Records from a data source:
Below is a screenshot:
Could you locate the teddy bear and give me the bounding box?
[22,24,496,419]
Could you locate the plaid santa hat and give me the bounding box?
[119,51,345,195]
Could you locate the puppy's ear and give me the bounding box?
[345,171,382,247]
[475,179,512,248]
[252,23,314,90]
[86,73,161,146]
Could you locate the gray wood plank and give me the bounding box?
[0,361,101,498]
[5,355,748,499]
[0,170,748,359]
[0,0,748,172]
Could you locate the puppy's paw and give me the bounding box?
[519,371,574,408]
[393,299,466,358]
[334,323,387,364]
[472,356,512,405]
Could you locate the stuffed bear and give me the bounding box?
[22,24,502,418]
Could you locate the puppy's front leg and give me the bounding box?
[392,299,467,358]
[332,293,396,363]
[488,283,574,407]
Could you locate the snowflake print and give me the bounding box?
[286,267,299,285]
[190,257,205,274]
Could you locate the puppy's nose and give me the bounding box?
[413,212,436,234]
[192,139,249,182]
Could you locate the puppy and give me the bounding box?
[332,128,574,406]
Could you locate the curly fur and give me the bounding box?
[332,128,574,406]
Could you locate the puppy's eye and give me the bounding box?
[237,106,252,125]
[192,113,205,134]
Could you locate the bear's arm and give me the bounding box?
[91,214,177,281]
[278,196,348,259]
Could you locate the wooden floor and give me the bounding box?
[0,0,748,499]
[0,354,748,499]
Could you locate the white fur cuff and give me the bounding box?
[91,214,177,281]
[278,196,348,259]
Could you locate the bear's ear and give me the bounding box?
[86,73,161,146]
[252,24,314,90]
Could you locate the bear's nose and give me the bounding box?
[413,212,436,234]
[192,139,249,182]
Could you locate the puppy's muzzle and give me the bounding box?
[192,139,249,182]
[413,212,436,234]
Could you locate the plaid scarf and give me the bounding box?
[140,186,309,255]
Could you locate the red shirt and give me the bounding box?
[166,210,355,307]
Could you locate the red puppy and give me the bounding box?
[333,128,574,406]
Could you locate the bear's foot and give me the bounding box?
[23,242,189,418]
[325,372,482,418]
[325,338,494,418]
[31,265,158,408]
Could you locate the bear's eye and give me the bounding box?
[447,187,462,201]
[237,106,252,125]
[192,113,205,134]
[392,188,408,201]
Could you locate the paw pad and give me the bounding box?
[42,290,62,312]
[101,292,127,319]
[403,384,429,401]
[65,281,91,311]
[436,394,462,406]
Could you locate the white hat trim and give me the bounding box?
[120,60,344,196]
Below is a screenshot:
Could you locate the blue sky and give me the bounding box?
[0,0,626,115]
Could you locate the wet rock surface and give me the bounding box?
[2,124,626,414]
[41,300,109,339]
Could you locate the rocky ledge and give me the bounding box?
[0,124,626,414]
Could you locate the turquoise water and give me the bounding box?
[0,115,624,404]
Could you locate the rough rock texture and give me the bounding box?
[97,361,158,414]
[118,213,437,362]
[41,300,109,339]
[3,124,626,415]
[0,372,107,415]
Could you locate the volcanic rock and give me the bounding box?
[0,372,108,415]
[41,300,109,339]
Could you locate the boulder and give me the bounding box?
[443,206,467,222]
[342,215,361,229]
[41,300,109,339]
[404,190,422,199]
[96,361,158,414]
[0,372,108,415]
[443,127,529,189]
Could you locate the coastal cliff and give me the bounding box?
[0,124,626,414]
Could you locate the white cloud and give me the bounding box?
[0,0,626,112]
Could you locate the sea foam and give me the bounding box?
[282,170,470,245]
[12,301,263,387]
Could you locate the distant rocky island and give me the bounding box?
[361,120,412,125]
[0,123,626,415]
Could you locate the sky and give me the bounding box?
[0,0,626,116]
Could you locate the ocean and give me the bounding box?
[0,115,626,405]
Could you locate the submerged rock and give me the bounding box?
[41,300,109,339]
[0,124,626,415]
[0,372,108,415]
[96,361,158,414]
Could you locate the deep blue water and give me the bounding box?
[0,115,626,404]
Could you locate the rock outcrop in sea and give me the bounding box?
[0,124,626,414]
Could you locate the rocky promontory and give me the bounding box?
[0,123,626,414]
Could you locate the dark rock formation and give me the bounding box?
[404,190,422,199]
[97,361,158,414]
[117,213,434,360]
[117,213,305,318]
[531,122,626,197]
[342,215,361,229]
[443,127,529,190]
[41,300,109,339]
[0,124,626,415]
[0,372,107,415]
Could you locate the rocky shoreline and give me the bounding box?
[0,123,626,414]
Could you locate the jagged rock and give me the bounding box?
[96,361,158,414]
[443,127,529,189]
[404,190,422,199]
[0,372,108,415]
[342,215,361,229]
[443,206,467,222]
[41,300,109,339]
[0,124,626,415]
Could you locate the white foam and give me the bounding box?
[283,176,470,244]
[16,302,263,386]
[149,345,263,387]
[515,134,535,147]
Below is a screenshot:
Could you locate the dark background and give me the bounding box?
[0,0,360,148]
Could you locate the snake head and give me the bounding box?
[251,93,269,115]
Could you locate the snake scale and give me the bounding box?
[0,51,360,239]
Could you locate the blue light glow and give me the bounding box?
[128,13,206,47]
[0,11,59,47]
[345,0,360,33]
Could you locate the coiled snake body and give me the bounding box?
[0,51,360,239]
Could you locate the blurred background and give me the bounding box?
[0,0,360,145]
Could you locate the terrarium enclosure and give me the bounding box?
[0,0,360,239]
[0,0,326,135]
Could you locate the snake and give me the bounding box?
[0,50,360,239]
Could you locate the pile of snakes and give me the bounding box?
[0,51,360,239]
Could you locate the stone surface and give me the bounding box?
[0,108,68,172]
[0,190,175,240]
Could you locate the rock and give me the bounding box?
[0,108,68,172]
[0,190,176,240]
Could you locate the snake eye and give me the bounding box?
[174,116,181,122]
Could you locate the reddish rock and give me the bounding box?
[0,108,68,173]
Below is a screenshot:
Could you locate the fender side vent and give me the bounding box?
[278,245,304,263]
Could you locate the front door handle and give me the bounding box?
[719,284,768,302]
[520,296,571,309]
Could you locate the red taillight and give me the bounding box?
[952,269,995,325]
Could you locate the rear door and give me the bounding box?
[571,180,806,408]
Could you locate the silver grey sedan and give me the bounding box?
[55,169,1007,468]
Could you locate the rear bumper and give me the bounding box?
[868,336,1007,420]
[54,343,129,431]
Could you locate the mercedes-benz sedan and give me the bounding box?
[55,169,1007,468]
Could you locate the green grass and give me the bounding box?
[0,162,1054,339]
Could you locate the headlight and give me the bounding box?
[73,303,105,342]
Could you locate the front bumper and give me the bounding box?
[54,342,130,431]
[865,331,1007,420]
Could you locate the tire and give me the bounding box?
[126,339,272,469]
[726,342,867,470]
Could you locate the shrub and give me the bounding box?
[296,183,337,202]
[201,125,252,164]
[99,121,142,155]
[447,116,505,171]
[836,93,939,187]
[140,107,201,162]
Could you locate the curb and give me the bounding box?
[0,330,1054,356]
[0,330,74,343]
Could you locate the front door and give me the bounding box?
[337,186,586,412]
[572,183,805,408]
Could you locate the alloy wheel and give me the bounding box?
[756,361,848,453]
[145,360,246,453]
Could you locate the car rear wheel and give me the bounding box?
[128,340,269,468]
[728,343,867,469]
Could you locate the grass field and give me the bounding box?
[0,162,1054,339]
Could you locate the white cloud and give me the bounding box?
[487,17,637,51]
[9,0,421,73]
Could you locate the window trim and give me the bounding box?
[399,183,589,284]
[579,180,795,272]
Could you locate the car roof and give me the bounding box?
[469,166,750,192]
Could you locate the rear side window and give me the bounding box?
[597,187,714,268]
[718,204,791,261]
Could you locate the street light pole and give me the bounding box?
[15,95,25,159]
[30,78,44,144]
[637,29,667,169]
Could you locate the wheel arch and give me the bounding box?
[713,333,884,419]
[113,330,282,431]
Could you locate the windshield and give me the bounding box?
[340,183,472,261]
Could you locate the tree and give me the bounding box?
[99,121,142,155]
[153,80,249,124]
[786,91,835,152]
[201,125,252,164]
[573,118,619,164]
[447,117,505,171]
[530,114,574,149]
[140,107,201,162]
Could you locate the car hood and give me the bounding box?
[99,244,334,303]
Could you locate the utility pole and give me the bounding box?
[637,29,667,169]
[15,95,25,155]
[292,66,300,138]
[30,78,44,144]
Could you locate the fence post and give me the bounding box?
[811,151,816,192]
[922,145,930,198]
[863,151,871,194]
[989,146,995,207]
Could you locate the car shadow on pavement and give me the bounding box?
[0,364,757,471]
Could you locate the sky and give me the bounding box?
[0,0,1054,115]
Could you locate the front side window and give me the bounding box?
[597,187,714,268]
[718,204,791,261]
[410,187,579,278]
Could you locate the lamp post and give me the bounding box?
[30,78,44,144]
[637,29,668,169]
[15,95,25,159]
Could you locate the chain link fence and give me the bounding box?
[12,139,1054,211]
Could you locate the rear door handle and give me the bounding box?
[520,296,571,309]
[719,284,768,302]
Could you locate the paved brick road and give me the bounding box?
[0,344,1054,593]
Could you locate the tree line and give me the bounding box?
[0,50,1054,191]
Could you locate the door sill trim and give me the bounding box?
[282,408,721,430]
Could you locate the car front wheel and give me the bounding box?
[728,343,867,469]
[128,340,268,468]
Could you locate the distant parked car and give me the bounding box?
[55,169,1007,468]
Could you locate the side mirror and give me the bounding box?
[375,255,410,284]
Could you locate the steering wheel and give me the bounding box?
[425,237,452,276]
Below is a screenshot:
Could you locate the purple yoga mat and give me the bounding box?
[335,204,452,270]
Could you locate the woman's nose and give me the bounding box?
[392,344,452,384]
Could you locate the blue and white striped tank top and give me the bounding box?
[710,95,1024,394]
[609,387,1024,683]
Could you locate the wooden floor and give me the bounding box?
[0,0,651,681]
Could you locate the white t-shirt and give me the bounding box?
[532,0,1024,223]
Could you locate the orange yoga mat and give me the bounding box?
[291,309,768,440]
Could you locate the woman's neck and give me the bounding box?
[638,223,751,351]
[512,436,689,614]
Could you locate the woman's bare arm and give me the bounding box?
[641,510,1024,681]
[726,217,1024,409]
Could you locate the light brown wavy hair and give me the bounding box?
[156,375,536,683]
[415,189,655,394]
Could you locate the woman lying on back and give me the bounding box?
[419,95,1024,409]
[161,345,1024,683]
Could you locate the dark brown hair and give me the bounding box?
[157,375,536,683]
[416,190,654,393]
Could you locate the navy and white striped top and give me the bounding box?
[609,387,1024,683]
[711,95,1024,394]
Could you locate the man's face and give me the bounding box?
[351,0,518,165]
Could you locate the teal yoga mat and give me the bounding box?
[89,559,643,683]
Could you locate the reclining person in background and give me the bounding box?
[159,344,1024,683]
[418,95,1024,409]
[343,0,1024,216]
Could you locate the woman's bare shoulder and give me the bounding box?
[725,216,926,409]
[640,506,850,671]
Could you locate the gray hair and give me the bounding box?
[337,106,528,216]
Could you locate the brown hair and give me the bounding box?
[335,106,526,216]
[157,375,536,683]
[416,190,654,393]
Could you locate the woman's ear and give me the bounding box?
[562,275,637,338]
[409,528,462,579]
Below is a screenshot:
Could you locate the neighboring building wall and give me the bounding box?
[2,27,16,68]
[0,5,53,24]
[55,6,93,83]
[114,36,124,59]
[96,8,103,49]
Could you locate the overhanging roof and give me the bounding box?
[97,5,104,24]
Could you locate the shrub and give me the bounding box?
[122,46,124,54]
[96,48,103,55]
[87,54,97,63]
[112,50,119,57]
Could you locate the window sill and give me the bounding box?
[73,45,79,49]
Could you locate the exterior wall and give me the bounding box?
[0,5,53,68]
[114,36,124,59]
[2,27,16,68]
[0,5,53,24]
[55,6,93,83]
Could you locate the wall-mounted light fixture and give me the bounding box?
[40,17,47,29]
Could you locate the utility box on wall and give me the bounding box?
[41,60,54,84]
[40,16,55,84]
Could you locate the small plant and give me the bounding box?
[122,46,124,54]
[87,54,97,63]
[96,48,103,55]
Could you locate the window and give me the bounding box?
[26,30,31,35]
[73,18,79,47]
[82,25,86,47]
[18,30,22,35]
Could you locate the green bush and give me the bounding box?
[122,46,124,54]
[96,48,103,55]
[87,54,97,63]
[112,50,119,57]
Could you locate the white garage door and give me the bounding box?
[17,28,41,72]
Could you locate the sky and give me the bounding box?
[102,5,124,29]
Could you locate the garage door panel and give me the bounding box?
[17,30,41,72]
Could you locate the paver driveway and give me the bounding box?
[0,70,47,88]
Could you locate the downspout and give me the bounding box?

* Set task *
Format the data above as a JSON list of strings, one string per line and no blank lines. Cover only the lines from the one containing "Could you locate the puppy's eye" through the one containing "[252,24,314,90]", including both.

* Response to this exercise *
[
  "Could you locate the puppy's eye and give me the bounding box?",
  "[237,106,252,125]",
  "[192,113,205,134]",
  "Could you locate the bear's arm and give me the bounding box?",
  "[91,214,177,281]",
  "[278,196,348,259]",
  "Could you locate the wooden floor and give me the bounding box?",
  "[0,0,748,499]",
  "[0,354,748,499]",
  "Could you locate the white fur cuff and give me the bounding box?",
  "[91,214,177,281]",
  "[278,196,348,259]",
  "Could you locate the bear's ear and give me the bounding box?",
  "[86,73,161,146]",
  "[252,24,314,90]"
]